## DESCRIPTION OF THE TASK:
Convert the rows, from their first line through the line containing "x=313, y=193" (both included), into a JSON list of strings with one string per line, leaving out blank lines.

--- BEGIN PROVIDED DATA ---

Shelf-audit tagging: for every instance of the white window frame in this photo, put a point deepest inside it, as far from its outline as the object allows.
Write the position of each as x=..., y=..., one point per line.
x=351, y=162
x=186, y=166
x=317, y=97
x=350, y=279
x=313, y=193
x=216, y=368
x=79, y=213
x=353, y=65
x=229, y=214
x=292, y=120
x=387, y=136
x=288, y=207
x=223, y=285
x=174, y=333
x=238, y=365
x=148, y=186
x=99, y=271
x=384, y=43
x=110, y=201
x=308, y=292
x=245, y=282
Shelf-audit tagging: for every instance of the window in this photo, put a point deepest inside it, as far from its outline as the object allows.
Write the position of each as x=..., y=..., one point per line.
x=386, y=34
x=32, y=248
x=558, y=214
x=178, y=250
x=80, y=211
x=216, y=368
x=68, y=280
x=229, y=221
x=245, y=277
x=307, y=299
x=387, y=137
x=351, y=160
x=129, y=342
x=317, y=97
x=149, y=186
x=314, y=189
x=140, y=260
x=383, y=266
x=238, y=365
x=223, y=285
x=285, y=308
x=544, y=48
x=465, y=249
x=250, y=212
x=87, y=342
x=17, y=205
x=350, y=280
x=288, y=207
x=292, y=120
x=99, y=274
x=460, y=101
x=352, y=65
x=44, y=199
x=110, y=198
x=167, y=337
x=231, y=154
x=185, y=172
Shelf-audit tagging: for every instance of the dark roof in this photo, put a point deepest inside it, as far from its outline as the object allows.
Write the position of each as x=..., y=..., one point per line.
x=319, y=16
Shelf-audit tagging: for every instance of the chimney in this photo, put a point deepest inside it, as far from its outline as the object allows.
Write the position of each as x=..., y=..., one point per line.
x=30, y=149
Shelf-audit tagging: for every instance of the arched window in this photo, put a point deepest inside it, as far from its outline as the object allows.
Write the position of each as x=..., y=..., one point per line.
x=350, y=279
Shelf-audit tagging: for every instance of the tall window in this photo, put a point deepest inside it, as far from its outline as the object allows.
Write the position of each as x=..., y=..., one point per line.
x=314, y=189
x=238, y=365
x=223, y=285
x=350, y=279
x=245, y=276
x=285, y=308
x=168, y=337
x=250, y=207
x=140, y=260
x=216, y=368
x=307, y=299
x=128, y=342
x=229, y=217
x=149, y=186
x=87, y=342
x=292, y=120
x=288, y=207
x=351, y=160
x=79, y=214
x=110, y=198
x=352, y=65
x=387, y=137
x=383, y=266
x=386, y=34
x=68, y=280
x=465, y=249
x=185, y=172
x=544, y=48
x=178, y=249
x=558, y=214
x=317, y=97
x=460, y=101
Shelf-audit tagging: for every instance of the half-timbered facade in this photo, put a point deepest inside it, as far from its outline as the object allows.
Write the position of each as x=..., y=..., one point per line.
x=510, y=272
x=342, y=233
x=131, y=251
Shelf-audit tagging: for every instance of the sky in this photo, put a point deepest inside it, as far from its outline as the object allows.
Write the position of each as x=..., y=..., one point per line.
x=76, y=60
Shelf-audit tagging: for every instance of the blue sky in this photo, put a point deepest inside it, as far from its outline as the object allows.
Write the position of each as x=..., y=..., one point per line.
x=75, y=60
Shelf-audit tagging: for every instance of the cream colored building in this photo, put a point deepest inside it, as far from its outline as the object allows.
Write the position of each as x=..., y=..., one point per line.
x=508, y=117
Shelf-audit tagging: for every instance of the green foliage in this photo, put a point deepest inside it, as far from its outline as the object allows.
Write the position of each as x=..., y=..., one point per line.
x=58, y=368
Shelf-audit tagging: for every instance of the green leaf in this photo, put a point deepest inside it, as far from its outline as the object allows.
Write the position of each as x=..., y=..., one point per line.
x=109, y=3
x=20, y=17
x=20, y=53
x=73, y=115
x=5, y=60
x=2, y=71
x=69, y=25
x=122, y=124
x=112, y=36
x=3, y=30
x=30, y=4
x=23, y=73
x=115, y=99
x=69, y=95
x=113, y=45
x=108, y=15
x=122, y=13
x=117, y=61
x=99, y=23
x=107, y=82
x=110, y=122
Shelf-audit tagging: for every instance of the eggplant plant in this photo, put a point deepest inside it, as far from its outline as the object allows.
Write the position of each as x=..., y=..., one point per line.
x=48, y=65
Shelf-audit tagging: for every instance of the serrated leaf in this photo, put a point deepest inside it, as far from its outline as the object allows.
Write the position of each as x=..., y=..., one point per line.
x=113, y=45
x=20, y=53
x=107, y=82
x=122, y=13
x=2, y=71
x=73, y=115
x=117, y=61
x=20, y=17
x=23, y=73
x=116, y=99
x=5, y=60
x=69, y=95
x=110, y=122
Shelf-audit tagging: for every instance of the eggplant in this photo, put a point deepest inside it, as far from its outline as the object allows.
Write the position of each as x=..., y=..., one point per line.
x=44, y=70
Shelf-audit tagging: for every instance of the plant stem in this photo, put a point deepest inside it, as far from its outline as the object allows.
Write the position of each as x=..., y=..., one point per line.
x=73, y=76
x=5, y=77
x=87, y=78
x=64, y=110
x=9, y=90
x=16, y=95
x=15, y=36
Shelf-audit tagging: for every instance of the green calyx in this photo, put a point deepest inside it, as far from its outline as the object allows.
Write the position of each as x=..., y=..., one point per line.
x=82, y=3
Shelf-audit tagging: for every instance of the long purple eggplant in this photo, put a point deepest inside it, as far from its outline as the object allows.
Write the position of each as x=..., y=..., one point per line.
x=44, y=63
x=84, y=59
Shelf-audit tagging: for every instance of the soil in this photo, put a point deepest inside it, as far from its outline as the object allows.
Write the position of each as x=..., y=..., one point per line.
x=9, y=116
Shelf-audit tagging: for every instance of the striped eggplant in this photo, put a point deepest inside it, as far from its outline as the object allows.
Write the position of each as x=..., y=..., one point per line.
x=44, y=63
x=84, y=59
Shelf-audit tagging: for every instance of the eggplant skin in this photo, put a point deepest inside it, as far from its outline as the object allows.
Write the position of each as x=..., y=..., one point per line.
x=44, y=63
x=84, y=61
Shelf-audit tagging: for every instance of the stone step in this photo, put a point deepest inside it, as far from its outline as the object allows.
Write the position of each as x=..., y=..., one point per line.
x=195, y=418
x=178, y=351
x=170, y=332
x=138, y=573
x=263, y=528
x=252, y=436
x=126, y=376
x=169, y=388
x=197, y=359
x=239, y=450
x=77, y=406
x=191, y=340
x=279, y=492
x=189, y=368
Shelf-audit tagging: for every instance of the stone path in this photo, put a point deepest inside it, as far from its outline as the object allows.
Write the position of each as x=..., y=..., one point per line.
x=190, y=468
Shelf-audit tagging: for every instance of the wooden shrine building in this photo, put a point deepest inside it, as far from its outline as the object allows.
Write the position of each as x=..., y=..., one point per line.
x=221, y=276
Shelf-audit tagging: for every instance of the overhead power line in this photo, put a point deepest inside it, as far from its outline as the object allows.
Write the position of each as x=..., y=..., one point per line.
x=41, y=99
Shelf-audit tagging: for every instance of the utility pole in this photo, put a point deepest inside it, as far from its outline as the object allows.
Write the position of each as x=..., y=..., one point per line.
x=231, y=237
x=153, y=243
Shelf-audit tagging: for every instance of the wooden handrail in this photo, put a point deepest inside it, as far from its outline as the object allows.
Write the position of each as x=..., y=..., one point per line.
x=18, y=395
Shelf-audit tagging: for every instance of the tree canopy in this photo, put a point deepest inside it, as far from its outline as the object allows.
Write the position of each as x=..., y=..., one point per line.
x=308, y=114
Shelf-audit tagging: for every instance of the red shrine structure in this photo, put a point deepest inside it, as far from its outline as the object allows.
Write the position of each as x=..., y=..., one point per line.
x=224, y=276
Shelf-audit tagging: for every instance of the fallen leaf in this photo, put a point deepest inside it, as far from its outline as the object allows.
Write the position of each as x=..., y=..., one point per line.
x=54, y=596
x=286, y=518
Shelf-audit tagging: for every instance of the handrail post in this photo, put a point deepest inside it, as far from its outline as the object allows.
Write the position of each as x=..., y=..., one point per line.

--- END PROVIDED DATA ---

## THE COMPLETED TASK:
[
  "Shelf-audit tagging: for every instance of the white window frame in this photo, put a point deepest inside it, as far from its outline as the object allows.",
  "Write the position of each as x=..., y=..., one point per line.",
  "x=351, y=162",
  "x=186, y=166",
  "x=317, y=97",
  "x=350, y=279",
  "x=313, y=193"
]